However, Draper goes on to say: “But Marxists see no more reason to give political support - to a government, to a party, or to any other political organisation - in wartime than in peacetime, and do not believe that basic differences in social policy become irrelevant just because policy is to be carried out by arms rather than by ‘normal’ means.

“On the contrary, it is precisely basic (especially class) differences in social policy which may make the difference between victory or defeat in the armed struggle itself … or may determine just what it is that is won and who does the winning, after victory is achieved” (H Draper The ABC of national liberation movements section 3).

Ian claims to support all forces that are genuinely fighting US imperialism, but makes an exception when it comes to Zarqawi - who, despite Ian’s denials, is not only fighting “to foment a sunni-shia conflict”; he is also fighting, as part of his islamist agenda, “to expel the imperialists”. In other words, he is striving, along with a range of other islamists, “to combine the liberation movement against European and American imperialism with an attempt to strengthen the positions of the khans, landowners, mullahs, etc”. Which is why Lenin advises us to “combat”, not support, “pan-islamism and similar trends” (‘Preliminary draft thesis on national and colonial questions’, June 5 1920).

However, Ian has rejected Lenin’s advice as irrelevant and so, to be consistent, should support those actions of Zarqawi (there are many of them) that directly target the imperialists, while condemning his acts of terrorism aimed at civilians. Why is it only in Zarqawi’s case that Ian withholds support from reactionary anti-occupation forces whose actions “can only help imperialism to maintain its control”?

Despite his dishonesty in ‘overlooking’ Zarqawi’s anti-imperialist side, Ian is correct to refuse support - he is a reactionary bastard who must be defeated. You cannot avoid having preferences as to how the imperialists are defeated, because who wins decides what comes next. We need to fight for the most democratic, secular outcome possible - which simultaneously provides the best possibility to defeat imperialism.

I think it is probable that the American-British forces will be pushed out of Iraq with egg on their faces, but if they leave behind a Balkanised Iraq split along religious and ethnic lines it will not be long before they are back as arbitrators. It is only a secular, democratic victory that can ensure this doesn’t happen.

Phil Kent
Haringey

Working time

I am pleasantly surprised by your advocacy of the measure, “For annual parliaments with instantly recallable deputies” (Weekly Worker November 10).

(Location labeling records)
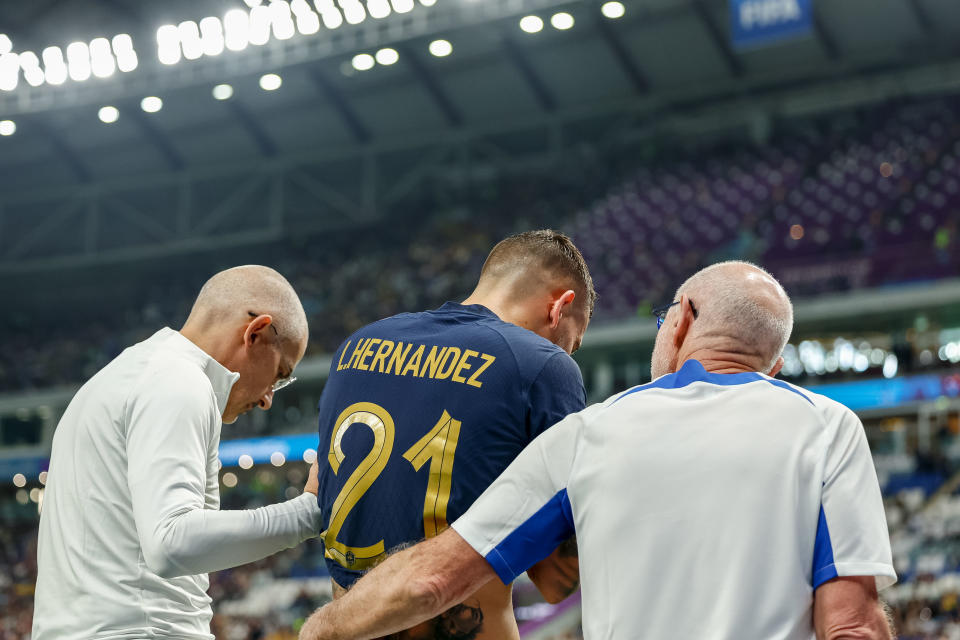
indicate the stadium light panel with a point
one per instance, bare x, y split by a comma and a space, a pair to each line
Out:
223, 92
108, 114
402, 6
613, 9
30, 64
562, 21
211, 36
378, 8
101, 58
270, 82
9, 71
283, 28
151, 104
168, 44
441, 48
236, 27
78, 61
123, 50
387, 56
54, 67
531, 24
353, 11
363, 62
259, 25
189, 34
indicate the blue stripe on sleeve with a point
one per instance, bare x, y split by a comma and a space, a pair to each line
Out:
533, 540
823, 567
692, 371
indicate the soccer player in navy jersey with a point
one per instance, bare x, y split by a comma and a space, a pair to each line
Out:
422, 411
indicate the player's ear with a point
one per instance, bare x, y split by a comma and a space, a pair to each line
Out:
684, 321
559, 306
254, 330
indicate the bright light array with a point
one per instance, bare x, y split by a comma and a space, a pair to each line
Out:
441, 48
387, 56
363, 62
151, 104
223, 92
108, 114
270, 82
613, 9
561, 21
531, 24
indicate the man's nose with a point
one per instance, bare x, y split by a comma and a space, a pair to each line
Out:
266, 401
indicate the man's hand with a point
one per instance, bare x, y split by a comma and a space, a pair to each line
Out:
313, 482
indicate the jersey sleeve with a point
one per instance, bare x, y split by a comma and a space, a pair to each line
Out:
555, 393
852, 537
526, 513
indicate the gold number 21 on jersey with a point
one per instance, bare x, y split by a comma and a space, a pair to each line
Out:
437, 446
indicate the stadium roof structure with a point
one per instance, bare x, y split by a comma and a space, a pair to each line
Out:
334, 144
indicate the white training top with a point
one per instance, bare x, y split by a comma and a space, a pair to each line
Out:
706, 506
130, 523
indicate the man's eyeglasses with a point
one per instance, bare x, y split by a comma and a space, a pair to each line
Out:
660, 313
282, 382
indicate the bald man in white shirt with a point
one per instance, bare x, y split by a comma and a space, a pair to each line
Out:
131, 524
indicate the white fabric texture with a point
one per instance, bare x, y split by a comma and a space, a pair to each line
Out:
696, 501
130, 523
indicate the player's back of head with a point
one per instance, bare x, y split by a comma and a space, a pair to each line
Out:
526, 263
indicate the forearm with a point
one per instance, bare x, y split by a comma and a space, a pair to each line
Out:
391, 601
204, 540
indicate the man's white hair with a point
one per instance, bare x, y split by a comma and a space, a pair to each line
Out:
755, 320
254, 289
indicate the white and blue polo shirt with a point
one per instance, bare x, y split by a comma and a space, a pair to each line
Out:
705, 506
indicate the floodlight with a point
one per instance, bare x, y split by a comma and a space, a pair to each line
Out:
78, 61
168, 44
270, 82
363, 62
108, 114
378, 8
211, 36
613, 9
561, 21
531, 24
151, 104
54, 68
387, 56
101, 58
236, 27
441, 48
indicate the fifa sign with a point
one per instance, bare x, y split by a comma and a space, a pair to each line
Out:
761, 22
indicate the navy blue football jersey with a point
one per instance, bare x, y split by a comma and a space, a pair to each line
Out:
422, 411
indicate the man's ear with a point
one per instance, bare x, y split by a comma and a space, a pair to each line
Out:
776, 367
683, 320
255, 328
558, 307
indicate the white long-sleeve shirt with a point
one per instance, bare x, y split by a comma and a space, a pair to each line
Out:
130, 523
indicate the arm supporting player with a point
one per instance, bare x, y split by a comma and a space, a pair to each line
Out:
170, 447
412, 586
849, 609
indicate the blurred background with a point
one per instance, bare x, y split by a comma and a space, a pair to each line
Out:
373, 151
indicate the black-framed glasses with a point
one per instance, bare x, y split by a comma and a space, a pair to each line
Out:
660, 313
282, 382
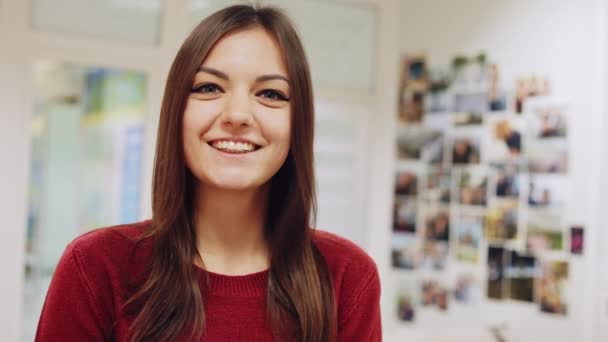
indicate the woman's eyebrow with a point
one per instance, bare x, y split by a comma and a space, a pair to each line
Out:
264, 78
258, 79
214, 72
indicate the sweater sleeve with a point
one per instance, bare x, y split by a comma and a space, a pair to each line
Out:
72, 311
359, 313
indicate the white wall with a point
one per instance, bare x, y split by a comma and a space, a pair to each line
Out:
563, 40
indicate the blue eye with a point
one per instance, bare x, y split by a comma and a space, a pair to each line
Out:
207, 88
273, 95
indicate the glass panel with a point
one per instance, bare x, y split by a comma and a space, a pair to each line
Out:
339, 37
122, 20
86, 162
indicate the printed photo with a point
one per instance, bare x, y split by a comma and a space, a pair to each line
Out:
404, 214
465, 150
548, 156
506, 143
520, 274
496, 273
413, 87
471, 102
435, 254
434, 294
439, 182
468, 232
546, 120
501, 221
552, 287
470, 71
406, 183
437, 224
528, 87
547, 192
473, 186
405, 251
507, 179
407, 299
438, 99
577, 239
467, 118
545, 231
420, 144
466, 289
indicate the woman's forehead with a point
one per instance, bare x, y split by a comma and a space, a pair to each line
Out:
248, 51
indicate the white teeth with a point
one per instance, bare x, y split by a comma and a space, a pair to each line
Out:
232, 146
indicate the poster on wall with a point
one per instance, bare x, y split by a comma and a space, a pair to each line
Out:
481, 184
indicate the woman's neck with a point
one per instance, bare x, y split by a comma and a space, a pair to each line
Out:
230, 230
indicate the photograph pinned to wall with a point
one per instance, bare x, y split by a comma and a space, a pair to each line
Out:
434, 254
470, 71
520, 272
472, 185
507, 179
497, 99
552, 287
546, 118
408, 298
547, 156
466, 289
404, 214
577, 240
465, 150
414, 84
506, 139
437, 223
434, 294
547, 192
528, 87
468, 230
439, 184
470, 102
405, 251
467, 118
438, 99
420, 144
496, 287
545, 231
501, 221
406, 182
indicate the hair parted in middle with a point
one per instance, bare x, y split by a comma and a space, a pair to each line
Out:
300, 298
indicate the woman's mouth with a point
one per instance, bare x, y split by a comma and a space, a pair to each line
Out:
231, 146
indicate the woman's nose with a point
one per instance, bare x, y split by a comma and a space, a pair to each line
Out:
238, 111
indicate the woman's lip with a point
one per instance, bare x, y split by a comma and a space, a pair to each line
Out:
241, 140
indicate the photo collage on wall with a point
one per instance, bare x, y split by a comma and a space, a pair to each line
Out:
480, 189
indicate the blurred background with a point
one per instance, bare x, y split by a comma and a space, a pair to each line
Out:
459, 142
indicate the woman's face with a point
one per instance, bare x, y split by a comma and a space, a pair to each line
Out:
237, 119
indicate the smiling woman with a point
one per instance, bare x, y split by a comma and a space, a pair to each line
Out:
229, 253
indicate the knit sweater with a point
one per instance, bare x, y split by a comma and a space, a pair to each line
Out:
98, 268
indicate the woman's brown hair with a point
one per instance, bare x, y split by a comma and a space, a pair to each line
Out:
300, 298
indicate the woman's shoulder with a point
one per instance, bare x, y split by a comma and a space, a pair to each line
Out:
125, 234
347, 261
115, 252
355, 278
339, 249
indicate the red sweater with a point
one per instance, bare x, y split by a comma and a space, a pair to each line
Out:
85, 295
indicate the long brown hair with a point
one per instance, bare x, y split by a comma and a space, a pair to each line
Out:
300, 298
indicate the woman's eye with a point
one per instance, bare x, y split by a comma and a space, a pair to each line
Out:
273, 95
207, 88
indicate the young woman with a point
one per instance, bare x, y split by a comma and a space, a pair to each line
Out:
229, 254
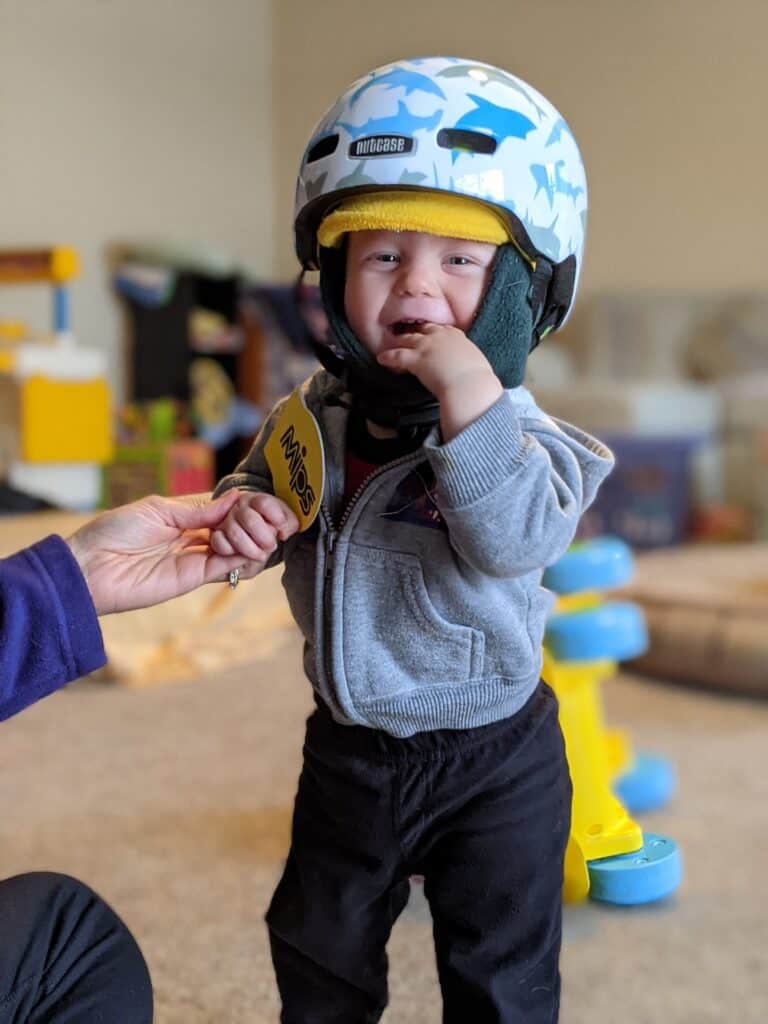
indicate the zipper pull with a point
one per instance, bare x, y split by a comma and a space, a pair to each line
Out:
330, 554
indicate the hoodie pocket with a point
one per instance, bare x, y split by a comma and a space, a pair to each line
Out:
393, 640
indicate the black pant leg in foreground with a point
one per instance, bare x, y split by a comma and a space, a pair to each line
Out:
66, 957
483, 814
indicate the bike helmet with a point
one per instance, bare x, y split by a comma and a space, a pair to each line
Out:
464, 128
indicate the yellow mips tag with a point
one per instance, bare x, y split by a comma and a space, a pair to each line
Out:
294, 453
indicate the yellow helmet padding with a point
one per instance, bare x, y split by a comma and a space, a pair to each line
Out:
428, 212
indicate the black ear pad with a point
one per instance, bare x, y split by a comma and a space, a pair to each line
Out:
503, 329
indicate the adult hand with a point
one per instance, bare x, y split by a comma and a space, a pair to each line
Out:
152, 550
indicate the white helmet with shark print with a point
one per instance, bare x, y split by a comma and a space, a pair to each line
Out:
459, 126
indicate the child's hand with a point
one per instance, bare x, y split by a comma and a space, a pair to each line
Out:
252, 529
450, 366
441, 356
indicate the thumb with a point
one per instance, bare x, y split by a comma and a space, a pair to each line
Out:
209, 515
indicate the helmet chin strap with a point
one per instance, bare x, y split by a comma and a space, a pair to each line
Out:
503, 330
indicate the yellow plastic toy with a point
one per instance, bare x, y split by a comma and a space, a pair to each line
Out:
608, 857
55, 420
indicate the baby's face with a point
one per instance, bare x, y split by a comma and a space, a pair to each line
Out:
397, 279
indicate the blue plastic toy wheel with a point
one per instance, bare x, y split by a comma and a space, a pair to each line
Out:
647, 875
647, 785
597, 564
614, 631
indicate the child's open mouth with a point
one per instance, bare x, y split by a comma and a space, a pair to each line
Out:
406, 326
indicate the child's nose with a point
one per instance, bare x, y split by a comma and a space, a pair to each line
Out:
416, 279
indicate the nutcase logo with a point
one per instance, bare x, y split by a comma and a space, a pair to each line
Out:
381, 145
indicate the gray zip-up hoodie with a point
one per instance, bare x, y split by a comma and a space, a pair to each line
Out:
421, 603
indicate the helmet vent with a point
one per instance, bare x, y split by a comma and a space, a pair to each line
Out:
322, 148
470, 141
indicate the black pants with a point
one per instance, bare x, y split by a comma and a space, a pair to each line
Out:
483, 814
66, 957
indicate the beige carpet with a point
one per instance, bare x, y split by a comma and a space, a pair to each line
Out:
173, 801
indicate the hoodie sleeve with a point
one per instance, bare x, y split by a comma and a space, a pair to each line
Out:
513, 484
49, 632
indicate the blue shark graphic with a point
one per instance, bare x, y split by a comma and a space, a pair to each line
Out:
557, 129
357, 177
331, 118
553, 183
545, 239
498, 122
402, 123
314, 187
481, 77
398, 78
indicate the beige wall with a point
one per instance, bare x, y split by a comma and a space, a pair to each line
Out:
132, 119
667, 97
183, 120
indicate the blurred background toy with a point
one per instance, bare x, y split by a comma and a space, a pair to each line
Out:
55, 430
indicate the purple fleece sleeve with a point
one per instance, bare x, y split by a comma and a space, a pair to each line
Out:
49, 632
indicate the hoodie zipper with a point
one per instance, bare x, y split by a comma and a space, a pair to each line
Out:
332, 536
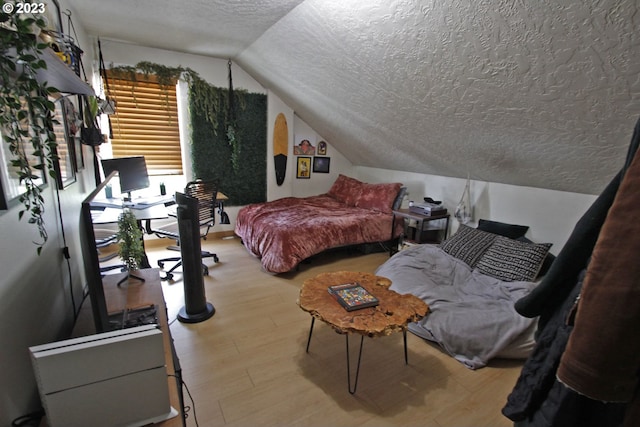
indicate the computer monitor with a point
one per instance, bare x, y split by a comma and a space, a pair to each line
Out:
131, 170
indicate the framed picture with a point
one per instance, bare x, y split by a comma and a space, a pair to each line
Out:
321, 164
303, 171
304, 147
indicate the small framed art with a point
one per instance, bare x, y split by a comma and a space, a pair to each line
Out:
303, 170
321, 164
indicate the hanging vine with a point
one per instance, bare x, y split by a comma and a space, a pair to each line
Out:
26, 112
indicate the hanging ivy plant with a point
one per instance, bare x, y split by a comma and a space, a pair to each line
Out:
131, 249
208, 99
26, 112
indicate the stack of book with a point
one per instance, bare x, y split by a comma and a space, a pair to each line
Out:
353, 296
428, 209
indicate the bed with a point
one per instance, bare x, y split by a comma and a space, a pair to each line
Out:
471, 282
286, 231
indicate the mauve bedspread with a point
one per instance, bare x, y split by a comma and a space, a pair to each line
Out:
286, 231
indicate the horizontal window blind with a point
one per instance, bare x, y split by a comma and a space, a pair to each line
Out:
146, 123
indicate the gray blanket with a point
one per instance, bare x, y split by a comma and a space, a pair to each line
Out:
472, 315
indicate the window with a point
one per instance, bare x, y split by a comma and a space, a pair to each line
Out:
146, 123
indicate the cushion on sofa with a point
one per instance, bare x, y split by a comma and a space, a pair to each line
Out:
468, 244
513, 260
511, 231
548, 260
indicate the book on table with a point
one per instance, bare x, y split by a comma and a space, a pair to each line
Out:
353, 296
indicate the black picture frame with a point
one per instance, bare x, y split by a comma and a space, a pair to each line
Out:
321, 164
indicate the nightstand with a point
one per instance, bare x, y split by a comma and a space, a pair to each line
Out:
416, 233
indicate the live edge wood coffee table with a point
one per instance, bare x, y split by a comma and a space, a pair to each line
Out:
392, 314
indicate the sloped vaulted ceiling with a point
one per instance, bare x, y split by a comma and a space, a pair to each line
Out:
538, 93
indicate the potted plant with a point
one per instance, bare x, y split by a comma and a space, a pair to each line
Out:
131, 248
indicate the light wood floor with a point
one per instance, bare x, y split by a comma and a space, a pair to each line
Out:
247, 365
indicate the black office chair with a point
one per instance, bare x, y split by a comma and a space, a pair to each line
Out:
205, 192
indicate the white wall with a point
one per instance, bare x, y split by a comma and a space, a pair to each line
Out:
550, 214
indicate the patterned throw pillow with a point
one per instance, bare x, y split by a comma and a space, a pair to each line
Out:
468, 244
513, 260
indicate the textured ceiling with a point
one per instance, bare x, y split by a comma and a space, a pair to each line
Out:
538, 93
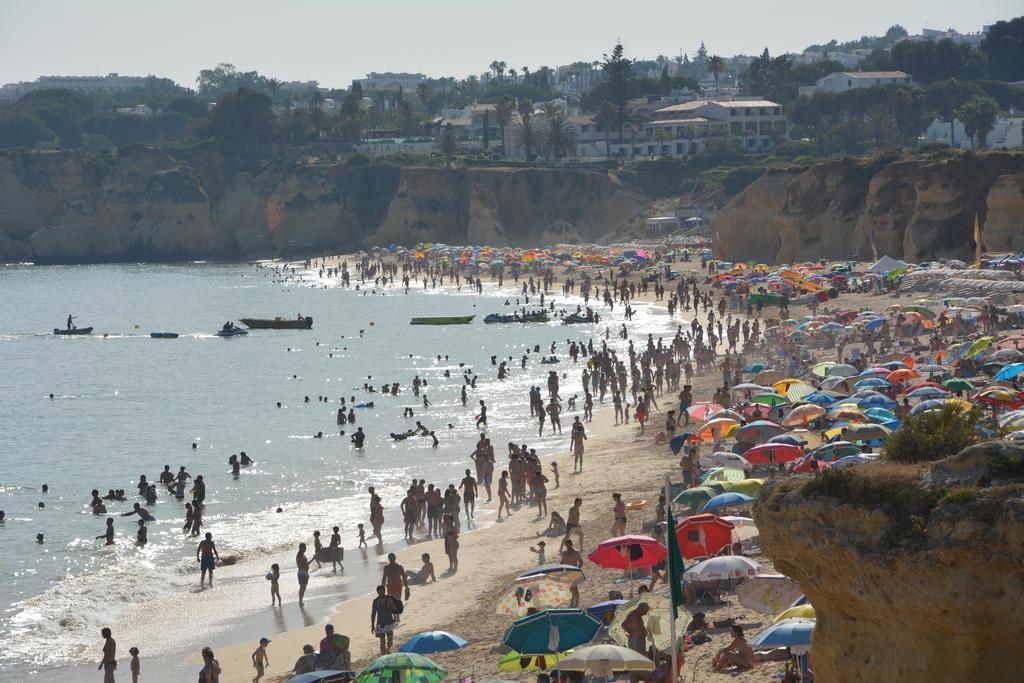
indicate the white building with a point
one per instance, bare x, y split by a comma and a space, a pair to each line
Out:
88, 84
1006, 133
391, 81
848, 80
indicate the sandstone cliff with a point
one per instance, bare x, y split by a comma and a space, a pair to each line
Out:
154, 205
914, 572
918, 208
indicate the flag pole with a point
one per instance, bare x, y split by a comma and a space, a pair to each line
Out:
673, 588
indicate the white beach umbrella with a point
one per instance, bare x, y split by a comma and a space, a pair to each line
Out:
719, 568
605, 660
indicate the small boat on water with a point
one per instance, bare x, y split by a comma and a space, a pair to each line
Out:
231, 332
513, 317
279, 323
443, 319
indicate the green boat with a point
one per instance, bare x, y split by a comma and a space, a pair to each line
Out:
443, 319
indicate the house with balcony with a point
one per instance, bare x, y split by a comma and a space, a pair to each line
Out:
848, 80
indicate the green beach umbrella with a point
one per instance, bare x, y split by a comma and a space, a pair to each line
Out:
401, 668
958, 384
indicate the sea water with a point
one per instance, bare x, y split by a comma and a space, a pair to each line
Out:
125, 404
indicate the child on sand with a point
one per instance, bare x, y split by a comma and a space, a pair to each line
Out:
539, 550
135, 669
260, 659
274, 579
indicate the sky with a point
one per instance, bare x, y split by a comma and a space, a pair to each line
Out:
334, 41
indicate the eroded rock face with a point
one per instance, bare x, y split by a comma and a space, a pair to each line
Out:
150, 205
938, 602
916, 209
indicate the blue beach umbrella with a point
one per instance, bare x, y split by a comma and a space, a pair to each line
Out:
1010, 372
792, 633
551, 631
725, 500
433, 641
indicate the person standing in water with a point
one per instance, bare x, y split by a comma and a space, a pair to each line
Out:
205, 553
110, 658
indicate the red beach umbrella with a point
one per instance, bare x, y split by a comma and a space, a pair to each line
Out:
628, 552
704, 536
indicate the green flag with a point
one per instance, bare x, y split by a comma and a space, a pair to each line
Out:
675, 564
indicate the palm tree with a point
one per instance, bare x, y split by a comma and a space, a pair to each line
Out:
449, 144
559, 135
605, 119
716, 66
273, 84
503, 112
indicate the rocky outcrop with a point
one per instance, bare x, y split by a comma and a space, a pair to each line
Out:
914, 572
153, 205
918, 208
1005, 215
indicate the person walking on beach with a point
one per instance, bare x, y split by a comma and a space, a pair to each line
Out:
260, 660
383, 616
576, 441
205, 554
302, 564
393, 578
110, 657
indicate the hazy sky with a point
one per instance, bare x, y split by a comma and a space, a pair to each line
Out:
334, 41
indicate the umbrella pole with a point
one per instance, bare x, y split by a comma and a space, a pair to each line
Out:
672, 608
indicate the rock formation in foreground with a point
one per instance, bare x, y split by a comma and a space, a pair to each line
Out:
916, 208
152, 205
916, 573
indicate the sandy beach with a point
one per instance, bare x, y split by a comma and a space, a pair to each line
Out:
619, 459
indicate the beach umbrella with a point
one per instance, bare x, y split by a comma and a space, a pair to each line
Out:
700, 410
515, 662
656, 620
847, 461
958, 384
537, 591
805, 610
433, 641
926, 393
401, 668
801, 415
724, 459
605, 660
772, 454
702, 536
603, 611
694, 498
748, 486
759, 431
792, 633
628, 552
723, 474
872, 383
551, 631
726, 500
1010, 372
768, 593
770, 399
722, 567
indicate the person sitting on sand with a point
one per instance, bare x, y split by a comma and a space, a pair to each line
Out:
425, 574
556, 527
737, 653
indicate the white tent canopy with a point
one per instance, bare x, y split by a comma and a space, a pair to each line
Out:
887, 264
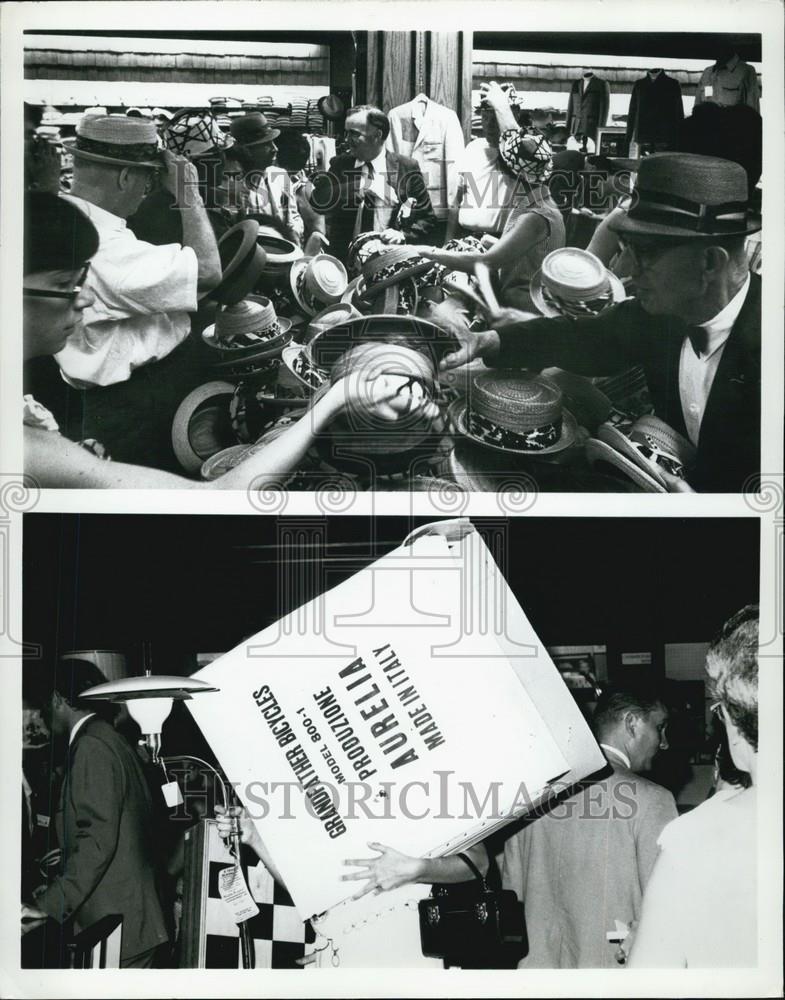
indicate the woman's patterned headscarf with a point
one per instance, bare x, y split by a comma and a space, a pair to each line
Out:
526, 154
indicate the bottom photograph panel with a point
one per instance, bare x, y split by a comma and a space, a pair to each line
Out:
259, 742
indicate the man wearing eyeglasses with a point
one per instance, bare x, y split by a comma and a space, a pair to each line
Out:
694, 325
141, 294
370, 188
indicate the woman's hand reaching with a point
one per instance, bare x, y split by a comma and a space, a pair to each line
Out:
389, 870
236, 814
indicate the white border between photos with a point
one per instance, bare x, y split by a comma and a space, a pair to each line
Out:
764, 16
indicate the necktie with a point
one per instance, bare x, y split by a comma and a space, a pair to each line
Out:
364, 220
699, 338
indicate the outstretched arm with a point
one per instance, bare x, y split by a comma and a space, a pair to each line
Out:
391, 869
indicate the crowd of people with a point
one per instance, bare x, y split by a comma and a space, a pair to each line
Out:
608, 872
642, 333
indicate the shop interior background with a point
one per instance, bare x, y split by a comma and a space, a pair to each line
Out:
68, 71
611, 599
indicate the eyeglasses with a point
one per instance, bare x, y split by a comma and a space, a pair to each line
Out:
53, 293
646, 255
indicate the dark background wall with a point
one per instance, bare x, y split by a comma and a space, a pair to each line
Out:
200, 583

Aim 1:
According to the letters text, on what date was the Lenin work quoted about pan-islamism written?
Aim 2:
List every publication or written work that the letters text cites by name.
Aim 3:
Resume the letters text from the point where it stops.

Reply 1:
June 5 1920

Reply 2:
The ABC of national liberation movements (H Draper)
'Preliminary draft thesis on national and colonial questions' (Lenin)
Weekly Worker (November 10)

Reply 3:
That’s something concrete, revolutionary, progressive and realistic - a combination we seldom find on the left. I wonder could you add to that the reduction of working time to four hours (more practical than six hours, which is a frightened half measure, unfortunately dominant at present). You would maybe be the first to support such a revolutionary, but like the above one fundamental, concrete and realistic measure.

On Donovan, I appreciate his persistence and critical attitude, as well as the editor’s respect for freedom of speech, but the subject he has chosen I find totally unattractive. Why can’t he pick up something that really concerns working people like working time reduction, etc?

Dejan Popov
email

PCF advances

Oh dear - another thinly disguised attack on the Parti Communiste Français from a so-called communist (‘State of emergency against youth revolt’, November 10). Here are some questions your correspondent may wish to actually look at - but probably not, as he seems devoid of any desire to actually understand the situation.

What was Jacky Hénin’s position on the Sangatte centre, and what exactly were the events that led up to intense police action in Calais? Secondly, exactly why were the Haki - Algerians who sided with the French against the FLN - dumped in predominantly communist-controlled areas? Did the communist authorities receive any extra resources to deal with this wave of rightwing, poor immigrants? Who is responsible for the massive cuts in funding to the cités in the last three years? Who called in the CRS? Which authorities have refused to use the curfew powers Sarkozy has rushed through? Which region has spoken out most strongly against them? Questions a journalist might want to ask, but yours clearly either doesn’t know or chooses not to reveal, because it opens some rather difficult questions for an anti-communist to deal with.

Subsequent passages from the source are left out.